/---

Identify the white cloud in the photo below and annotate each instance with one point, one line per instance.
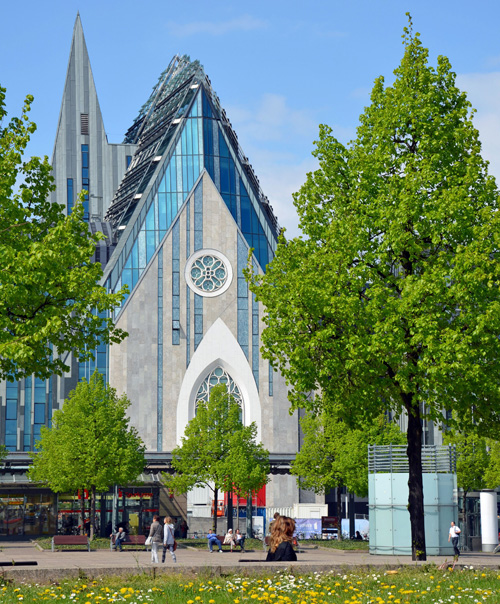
(243, 23)
(279, 181)
(272, 120)
(483, 91)
(278, 140)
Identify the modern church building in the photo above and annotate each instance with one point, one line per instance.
(181, 207)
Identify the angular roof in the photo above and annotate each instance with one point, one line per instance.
(155, 126)
(180, 132)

\---

WHAT YOU HAVE TO DO:
Copy every item above word for word, including each line of points, but leave out the pictures.

THE REPLY:
Identify the white cloud in the photo below and annotate each instance with one point, one line per instance.
(243, 23)
(279, 181)
(272, 120)
(483, 91)
(278, 140)
Identify the modern church building in the photo above and annotate each instance with one point, one line per instance.
(181, 207)
Identify the angular roof in the photo above and annotate each instance with one point, one line per instance.
(155, 126)
(180, 132)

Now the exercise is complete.